[Objectives]
1. Copy from the blog entry about reading gay historical novels the passage from "zehavit_lamasu and Anne" up to and including "to be non-existent.", word for word.
2. Carry the blog entry about reading gay historical novels forward from its final sentence.

[Provided text]

Chilling out to the maxxxxxxxxx
Apr. 3rd, 2007 06:47 pmI'm on leave now until next Tuesday and I've been spending a lot of time in the bath and reading. About 2 and a half hours today. Yes. You heard. If I had a hot tub, I'd never come out.
zehavit_lamasu and Anne Brooke - Gaywyck and Dangerous Man arrived today! I'm so book gluttonous at the moment, I've started them both...
Well, I've read three books in the last four days, and all gay historical stories written by men, and they've made me think. Because all three of them (Firelands and Frontiers by Michael Jensen, and Master of Seacliff by Max Pierce) are 1. Very well written and 2. Romances.
They are more sentimental in parts than most of what I've been reading from women writers, and the sex is so soft as to be non-existent.
I know that this is rather judgemental of me to be surprised at this, but these books are the first gay historicals written by men I've knowingly read, other than James Lear's wonderful "The Back Passage" and if I'd been asked to guess the gender I would have said "female" for all three. The only thing that might have made me pause was the obvious want of the writers to get the historical details right.

[Dataset excerpt]
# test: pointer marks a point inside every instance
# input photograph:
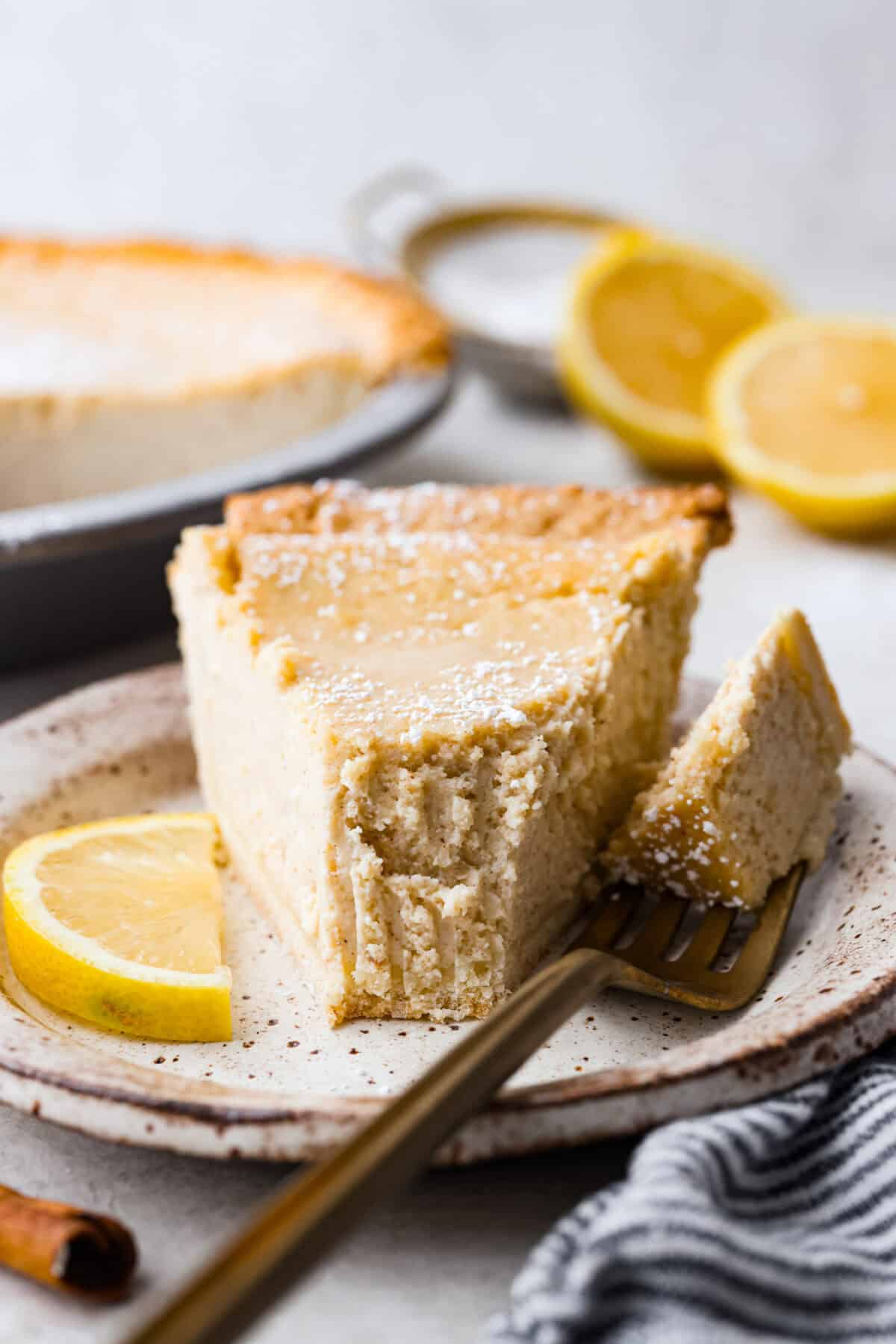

[Responses per task]
1.
zehavit_lamasu and Anne Brooke - Gaywyck and Dangerous Man arrived today! I'm so book gluttonous at the moment, I've started them both...
Well, I've read three books in the last four days, and all gay historical stories written by men, and they've made me think. Because all three of them (Firelands and Frontiers by Michael Jensen, and Master of Seacliff by Max Pierce) are 1. Very well written and 2. Romances.
They are more sentimental in parts than most of what I've been reading from women writers, and the sex is so soft as to be non-existent.

2.
Now - before I beat myself up with my own assumptions I'll just talk about a theory of mine regarding historical fiction. I've belonged in my time to a few historical novelists groups, particularly of the critique type and I've noticed that IN MY EXPERIENCE (underlining that this is purely *MY* experience) that men seem to get the detail right, or attempt to more than women. I'm not saying for one second that there's not 10000's of women writers out there who are getting it right, and striving to do so, but this is what I found, with unpublished novelists in critique groups.
My theory is therefore, that women read a lot of historical romances. Let's be frank - there are a lot of historical romances that don't bother to get the nitty gritty right, and do little more than put characters in period costume but have them still hold the modern mind set of today. So people read these books and they think "I could do as well as this" and then they perpetuate the myth, they copy the Heyerisms and each time it gets a little more exaggerated until it's a parody of the time involved.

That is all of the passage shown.